─── Text ───

Tatsächlich
könnten wir fast täglich demonstrieren, weil jeder Tag seine eigene
Ration hässlicher Nachrichten aus dem Gazastreifen bringt. Und seit Ehud Barak der Parteivorsitzende
der Labourpartei und Verteidigungsminister geworden ist, sind sie noch
schlimmer geworden. Mit beachtlicher Energie erweist er sich als der Schärfste
der Falken.
Es vergeht kaum
eine Woche, ohne dass Barak eine weitere
Drohung über eine größere militärische Operation im Gazastreifen macht.
Unterdessen genehmigt er täglich „kleinere Überfälle“ in den Gazastreifen
mit immer mehr Todesfällen. Unterdessen wird auch die
wirtschaftliche Belagerung und Blockade des Streifens immer härter.

───

Aufgabe => Fasse den Absatz des Textes, der mit „Es vergeht kaum eine Woche“ beginnt, als kurze Liste zusammen. Seine wichtigsten Aussagen sollen dabei erhalten bleiben. Die Datensätze stehen in keinem Zusammenhang mit dem Text.

─── Gegebene Daten ───

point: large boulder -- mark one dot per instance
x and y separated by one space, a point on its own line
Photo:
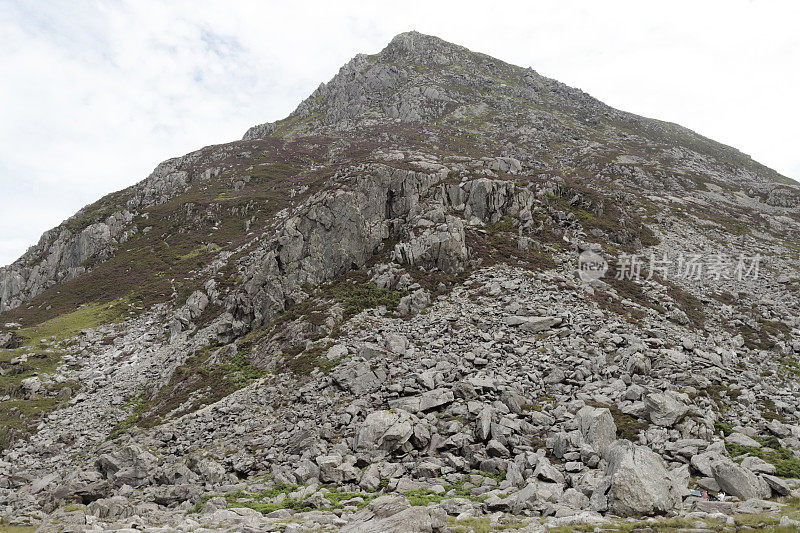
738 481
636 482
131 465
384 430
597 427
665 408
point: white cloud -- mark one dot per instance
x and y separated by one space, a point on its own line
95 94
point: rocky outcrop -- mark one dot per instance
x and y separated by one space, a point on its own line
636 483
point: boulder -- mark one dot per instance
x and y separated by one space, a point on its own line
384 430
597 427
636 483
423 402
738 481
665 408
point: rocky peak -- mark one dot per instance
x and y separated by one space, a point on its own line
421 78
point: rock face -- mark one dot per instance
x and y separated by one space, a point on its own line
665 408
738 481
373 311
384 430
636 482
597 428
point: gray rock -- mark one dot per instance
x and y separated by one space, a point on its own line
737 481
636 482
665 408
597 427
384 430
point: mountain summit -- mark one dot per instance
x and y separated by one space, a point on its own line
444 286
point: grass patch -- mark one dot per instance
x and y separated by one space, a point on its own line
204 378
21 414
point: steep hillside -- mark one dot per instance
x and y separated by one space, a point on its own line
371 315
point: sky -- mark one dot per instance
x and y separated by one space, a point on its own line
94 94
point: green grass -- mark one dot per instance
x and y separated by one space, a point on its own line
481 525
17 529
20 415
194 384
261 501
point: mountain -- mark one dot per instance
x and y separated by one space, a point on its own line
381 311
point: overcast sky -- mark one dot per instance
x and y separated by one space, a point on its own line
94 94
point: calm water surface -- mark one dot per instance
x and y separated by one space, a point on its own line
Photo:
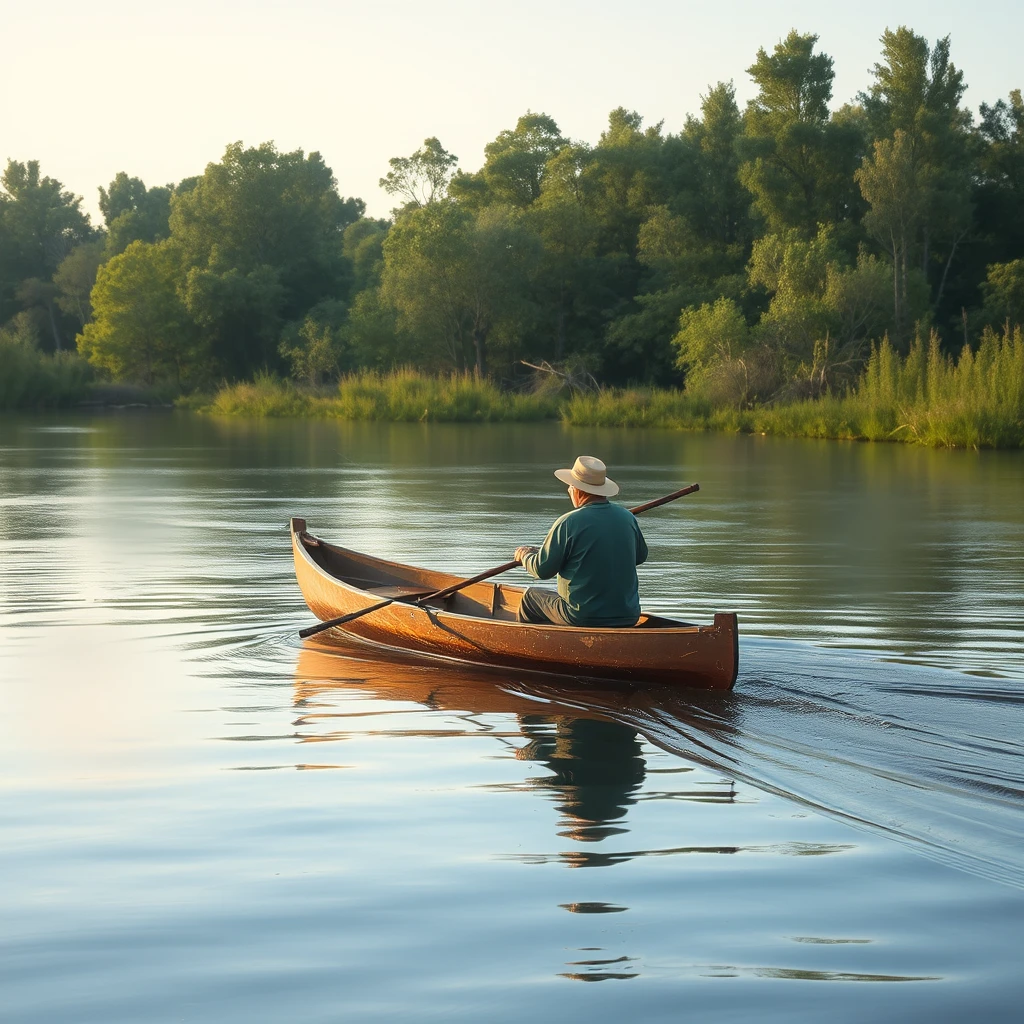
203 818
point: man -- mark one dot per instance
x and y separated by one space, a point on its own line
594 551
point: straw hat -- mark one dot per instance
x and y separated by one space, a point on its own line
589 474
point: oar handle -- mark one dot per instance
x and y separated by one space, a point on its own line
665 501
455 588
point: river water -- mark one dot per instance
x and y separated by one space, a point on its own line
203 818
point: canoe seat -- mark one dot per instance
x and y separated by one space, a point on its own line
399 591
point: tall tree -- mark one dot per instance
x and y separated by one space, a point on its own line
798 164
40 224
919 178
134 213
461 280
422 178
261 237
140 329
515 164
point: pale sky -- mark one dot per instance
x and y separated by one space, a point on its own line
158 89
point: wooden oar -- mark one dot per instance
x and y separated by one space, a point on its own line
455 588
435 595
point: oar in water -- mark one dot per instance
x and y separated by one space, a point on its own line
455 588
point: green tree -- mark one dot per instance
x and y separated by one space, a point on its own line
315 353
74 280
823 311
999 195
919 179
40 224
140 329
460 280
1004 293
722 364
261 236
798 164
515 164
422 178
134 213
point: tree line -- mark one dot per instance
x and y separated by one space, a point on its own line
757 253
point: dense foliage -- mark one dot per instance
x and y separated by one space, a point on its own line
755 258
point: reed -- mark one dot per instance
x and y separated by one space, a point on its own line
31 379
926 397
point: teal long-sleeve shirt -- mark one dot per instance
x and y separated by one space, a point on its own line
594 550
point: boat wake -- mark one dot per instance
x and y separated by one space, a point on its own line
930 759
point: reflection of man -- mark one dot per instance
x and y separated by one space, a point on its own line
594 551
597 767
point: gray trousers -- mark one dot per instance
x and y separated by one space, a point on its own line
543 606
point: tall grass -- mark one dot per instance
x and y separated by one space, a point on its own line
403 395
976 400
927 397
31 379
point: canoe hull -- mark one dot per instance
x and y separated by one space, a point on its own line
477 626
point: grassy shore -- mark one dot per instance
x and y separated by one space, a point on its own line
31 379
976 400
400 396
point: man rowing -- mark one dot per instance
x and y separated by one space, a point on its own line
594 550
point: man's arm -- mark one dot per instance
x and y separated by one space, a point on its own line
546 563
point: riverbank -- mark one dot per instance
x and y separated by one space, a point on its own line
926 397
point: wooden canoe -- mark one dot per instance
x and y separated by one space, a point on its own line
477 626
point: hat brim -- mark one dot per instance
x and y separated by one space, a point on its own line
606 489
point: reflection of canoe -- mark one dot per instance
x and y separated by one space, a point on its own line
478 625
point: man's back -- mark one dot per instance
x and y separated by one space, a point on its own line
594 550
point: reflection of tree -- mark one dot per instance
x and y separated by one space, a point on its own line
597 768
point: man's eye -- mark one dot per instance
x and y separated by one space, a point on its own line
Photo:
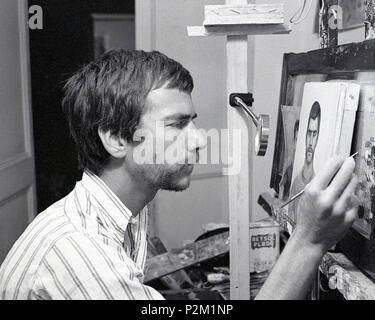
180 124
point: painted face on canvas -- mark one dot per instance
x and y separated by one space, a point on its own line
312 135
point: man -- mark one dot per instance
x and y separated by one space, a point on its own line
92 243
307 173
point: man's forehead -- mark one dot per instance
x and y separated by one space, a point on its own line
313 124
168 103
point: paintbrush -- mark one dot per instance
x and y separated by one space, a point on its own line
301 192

───

Lösung =>
- Barak droht fast jede Woche mit einer größeren militärischen Operation im Gazastreifen.
- Er genehmigt täglich „kleinere Überfälle“ in den Gazastreifen, bei denen es immer mehr Todesfälle gibt.
- Die wirtschaftliche Belagerung und Blockade des Streifens wird immer härter.